§ **Aim of the task**: A set of records appears below. Print them all, word for word.

===

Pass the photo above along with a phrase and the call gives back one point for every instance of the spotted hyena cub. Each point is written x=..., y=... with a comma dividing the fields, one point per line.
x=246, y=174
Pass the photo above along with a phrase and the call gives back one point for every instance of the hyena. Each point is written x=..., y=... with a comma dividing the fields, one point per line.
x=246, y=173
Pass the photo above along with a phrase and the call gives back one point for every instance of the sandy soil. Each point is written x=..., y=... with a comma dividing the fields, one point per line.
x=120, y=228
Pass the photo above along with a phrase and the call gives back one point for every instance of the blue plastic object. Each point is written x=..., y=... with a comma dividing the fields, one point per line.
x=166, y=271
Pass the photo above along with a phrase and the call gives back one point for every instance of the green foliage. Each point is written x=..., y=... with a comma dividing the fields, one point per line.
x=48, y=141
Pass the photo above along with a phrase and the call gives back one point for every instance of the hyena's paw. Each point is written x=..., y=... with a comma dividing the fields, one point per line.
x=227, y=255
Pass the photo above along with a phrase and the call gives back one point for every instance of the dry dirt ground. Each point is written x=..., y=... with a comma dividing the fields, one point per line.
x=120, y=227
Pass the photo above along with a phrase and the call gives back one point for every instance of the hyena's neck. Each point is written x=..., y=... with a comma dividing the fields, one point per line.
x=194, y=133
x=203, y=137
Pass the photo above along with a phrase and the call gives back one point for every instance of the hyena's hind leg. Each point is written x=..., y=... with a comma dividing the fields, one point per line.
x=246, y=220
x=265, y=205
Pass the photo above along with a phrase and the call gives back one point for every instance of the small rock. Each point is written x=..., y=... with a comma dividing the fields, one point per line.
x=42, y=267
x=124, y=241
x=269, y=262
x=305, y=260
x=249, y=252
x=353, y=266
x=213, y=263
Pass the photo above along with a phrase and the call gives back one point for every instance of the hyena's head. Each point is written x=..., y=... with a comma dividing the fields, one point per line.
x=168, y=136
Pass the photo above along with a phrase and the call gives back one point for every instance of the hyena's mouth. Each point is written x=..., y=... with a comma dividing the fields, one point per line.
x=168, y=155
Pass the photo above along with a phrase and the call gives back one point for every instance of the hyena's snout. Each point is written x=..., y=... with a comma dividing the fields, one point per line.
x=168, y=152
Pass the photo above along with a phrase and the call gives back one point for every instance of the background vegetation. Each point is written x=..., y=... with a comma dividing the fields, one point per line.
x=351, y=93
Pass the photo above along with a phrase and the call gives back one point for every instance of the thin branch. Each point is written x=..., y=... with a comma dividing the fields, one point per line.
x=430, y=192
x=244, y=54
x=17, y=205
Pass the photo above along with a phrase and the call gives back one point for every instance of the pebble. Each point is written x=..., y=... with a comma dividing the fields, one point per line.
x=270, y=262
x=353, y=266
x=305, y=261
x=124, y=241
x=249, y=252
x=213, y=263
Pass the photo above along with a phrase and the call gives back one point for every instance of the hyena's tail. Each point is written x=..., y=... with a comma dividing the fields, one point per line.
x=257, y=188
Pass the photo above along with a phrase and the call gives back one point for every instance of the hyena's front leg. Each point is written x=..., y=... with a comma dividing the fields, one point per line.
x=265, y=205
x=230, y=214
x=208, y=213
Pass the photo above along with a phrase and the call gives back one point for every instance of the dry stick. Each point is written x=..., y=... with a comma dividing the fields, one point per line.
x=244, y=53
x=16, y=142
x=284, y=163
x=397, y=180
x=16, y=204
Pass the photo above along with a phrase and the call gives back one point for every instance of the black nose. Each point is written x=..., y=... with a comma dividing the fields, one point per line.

===

§ **Exercise response**:
Pass the photo above along with a phrase and the call gives back one point for every instance of the spotted hyena cub. Each point is written x=..., y=... with a comma dividing the fields, one point per line.
x=246, y=174
Pass the photo above along with a phrase and the call gives back one point for every instance of the hyena. Each point is written x=..., y=... with a comma dividing the fields, one point per line.
x=246, y=173
Pass the photo above along with a phrase and the call gives back one point for every instance of the sandy soil. Each point is written x=..., y=... with a comma dividing the fields, one point per line.
x=120, y=228
Pass the photo above along with a phrase and the call gives back one point for every instance of the blue plastic object. Each point is written x=..., y=... with a comma dividing the fields, one point per line.
x=166, y=271
Pass the photo above along with a phrase and the call gives back one point for every instance of the green foliage. Each point is written x=..., y=... with a comma dividing the fields, one point per line.
x=48, y=141
Pass the photo above along with a phrase and the call gives back one point for every instance of the hyena's paw. Each point is written x=..., y=... with a comma dividing the fields, one point per line.
x=227, y=255
Pass the photo above along with a phrase and the call gives back one point for every instance of the dry dirt ground. Each point is written x=..., y=... with a comma dividing the fields, one point per line.
x=120, y=227
Pass the photo above along with a phrase and the call gives back one point for every instance of the hyena's neck. Each point is written x=..., y=... with a comma dividing the fields, one point per line.
x=194, y=133
x=203, y=137
Pass the photo above along with a phrase and the call gives back one point for every instance of the hyena's hind leg. Each point is written x=..., y=... with a comma dividing the fields, one point per line.
x=246, y=220
x=265, y=205
Pass the photo above along with a phrase and the call gives back one point for every instance of the small rock. Each point is written x=..., y=... with a comma dividing the fields, one point per line.
x=42, y=267
x=124, y=241
x=269, y=262
x=305, y=260
x=249, y=252
x=353, y=266
x=213, y=263
Pass the photo above along with a phrase and the call gives back one point for every instance of the hyena's head. Each point is written x=..., y=... with a comma dividing the fields, one point per line.
x=168, y=136
Pass the photo above along with a phrase and the call gives back one point for every instance of the hyena's mouth. Each point is written x=..., y=... with a comma dividing the fields, one point per line.
x=168, y=155
Pass the photo above along with a phrase and the call gives back one point for every instance of the hyena's snout. Each point is written x=..., y=... with a comma dividing the fields, one point per line.
x=168, y=152
Pass the photo above along with a phrase and the call gives back one point for every instance of the background vegetation. Each point is written x=..., y=... with a comma dividing the fields, one point per line.
x=351, y=93
Pass the photo above along with a phrase and the call gives back one point for every instance of the thin branch. Each point is written x=..., y=... with a comma dividing the fields, one point per line.
x=430, y=192
x=244, y=54
x=17, y=205
Pass the photo above along with a phrase and the call gives back one point for every instance of the pebble. Each point is written x=..., y=... with a comma dividing the fields, one point per line.
x=270, y=262
x=353, y=266
x=305, y=261
x=124, y=241
x=249, y=252
x=213, y=263
Pass the photo above along with a phrase and the call gives back one point for every instance of the hyena's tail. Each point is written x=..., y=... with a comma dividing the fields, one point per line.
x=257, y=188
Pass the photo above along with a phrase and the call gives back one point for every instance of the hyena's front leg. Each point is written x=..., y=... with a comma dividing the fields, one point per line.
x=265, y=205
x=230, y=214
x=208, y=213
Pass the photo above along with a phrase and the call gives back one point for every instance of the dry stick. Each point is written x=..., y=... with a comma dividing the fields, one point per line.
x=244, y=53
x=16, y=142
x=284, y=163
x=397, y=180
x=16, y=204
Pass the photo above along with a phrase and the call gives back one point for every instance of the black nose. Each point is written x=..., y=... with a comma dividing the fields, one point per line.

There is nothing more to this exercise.